__Extrait à lire__
·····

À l’heure où les incendies font à nouveau l’actualité, on ne s’interroge malheureusement plus beaucoup sur leur origine. Que ce soit par négligence ou malveillance, ces drames récents sont dus aux activités humaines. En effet, pour le pourtour méditerranéen comme pour la France entière, 9 incendies sur 10 sont d’origine anthropique (selon la base de données sur les incendies de forêts en France entre 1973 et 2024). C’est la même chose au Canada.
Cet article a été rédigé par Christian Perrenoud, géoarchéologue, ingénieur d’études auprès du Muséum national d’Histoire naturelle, associé à l’université de Perpignan et au Centre européen de recherches préhistoriques de Tautavel et responsable des fouilles à la Caune de l’Arago. Il fait partie d’une série réalisée en partenariat avec le Musée de Préhistoire de Tautavel.

·····

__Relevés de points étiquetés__
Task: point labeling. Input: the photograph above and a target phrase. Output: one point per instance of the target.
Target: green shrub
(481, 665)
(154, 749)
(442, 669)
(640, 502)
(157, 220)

·····

__Tâche courte 1__
Répondez à ces questions sur le texte sur les incendies :
(a) Quelle proportion des incendies est d'origine anthropique en France ?
(b) Quelle période couvre la base de données sur les incendies de forêts citée ?
(c) Avec quel musée la série dont fait partie l'article est-elle réalisée ?
__Tâche courte 2__
Recopiez tout le passage du texte sur les incendies allant de « À l’heure où » jusqu'à « Préhistoire de Tautavel. ».
__Tâche courte 3__
Poursuivez le texte sur les incendies après sa dernière phrase.

__Réponse à l'exercice 1__
(a) 9 incendies sur 10.
(b) De 1973 à 2024.
(c) Le Musée de Préhistoire de Tautavel.

__Réponse à l'exercice 2__
À l’heure où les incendies font à nouveau l’actualité, on ne s’interroge malheureusement plus beaucoup sur leur origine. Que ce soit par négligence ou malveillance, ces drames récents sont dus aux activités humaines. En effet, pour le pourtour méditerranéen comme pour la France entière, 9 incendies sur 10 sont d’origine anthropique (selon la base de données sur les incendies de forêts en France entre 1973 et 2024). C’est la même chose au Canada.
Cet article a été rédigé par Christian Perrenoud, géoarchéologue, ingénieur d’études auprès du Muséum national d’Histoire naturelle, associé à l’université de Perpignan et au Centre européen de recherches préhistoriques de Tautavel et responsable des fouilles à la Caune de l’Arago. Il fait partie d’une série réalisée en partenariat avec le Musée de Préhistoire de Tautavel.

__Réponse à l'exercice 3__
La maîtrise du feu est un évènement majeur dans la transformation des comportements humains
Augmentation des températures, sècheresse, gestion des forêts, urbanisation, les propositions ne manquent pas pour expliquer l’aggravation actuelle du risque incendie. Et alors que l’on cherche maintenant les moyens de se prévenir de ces incendies, on oublie que l’humanité a mis des millénaires pour maîtriser la production de feu…
Le feu : moyen de se réchauffer, de s’éclairer, de repousser certains prédateurs, de cuire les aliments et donc de réduire les parasitoses. Certains vont même jusqu’à lui attribuer une part dans l’accroissement du cerveau puisque l’alimentation cuite, plus tendre, permet la réduction des muscles masticatoires qui enserrent la boîte crânienne. Le feu, également facteur de socialisation, d’échanges, de passation d’histoires, à la belle étoile ou non, avec ou sans guitare !
Bref, la maîtrise du feu est un évènement majeur dans la transformation des comportements humains.
Les plus anciennes preuves de production de feu par l’Homme remontent à l’Aurignacien, il y a « seulement » environ 35 000 ans. Elles consistent en un petit bloc de sulfure de fer découvert dans la grotte de Vogelherd en Allemagne, portant des traces de percussion et interprété comme une partie de briquet paléolithique.
Cependant, d’autres moyens de production de feu, par friction de bois notamment, ont pu être utilisés bien avant et ne pas être parvenus jusqu’à nous, puisqu’en matières organiques très rarement fossilisées.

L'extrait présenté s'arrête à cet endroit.